* Stored records *

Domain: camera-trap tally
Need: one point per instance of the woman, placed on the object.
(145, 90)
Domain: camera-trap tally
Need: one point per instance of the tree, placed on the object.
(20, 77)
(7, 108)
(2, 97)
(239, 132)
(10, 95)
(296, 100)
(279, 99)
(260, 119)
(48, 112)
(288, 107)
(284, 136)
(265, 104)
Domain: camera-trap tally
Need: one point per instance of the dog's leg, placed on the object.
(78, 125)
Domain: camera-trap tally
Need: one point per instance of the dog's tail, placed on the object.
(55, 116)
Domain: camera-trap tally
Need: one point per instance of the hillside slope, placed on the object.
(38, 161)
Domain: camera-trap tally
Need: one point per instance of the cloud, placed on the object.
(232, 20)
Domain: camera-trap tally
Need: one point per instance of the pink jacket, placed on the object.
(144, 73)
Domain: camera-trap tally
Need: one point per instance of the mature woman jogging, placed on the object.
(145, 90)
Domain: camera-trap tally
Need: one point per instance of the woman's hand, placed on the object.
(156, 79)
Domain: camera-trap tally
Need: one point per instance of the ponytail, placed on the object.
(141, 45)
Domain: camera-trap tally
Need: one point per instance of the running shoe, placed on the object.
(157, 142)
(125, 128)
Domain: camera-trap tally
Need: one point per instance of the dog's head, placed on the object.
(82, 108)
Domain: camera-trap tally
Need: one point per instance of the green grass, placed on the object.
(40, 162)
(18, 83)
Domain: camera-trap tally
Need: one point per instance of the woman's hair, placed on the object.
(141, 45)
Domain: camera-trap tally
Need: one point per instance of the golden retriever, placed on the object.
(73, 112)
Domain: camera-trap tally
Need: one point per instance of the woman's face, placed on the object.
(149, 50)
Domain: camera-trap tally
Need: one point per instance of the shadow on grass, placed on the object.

* Problem details *
Transcribe each entry exactly.

* Output of the task *
Domain: camera-trap tally
Need: one point per instance of the woman, placed on the object.
(145, 90)
Domain: camera-trap tally
Need: one point per instance of the tree, placed on the object.
(20, 77)
(7, 108)
(2, 97)
(239, 132)
(10, 95)
(296, 100)
(279, 99)
(260, 119)
(48, 112)
(288, 107)
(284, 136)
(265, 104)
Domain: camera-trap tally
Need: one point per instance of the dog's leg, placed on the object.
(78, 125)
Domain: camera-trap tally
Need: one point per instance of the dog's tail, placed on the object.
(55, 116)
Domain: camera-trap tally
Need: one point per instance of the hillside slope, placed on the object.
(38, 161)
Domain: camera-trap tally
Need: one point per instance of the cloud, placed on the object.
(232, 20)
Domain: camera-trap tally
Need: one point per instance of the pink jacket, placed on the object.
(144, 73)
Domain: camera-trap tally
Need: one point per instance of the mature woman jogging, placed on the object.
(145, 90)
Domain: camera-trap tally
Need: one point per instance of the woman's hand, placed on the object.
(156, 79)
Domain: camera-trap tally
Need: one point per instance of the ponytail, placed on the object.
(141, 45)
Domain: camera-trap tally
Need: one point per instance of the running shoe, placed on the object.
(157, 142)
(125, 128)
Domain: camera-trap tally
Need: one point per instance of the dog's head, placed on the object.
(82, 108)
Domain: camera-trap tally
Need: one point per instance of the green grass, placed on the object.
(40, 162)
(18, 83)
Domain: camera-trap tally
Need: one point per instance of the woman's hair, placed on the object.
(141, 45)
Domain: camera-trap tally
Need: one point per instance of the golden retriever, placed on the object.
(73, 112)
Domain: camera-trap tally
Need: one point per instance of the woman's face, placed on the object.
(149, 50)
Domain: camera-trap tally
Need: one point per instance of the shadow on grass, placed on the object.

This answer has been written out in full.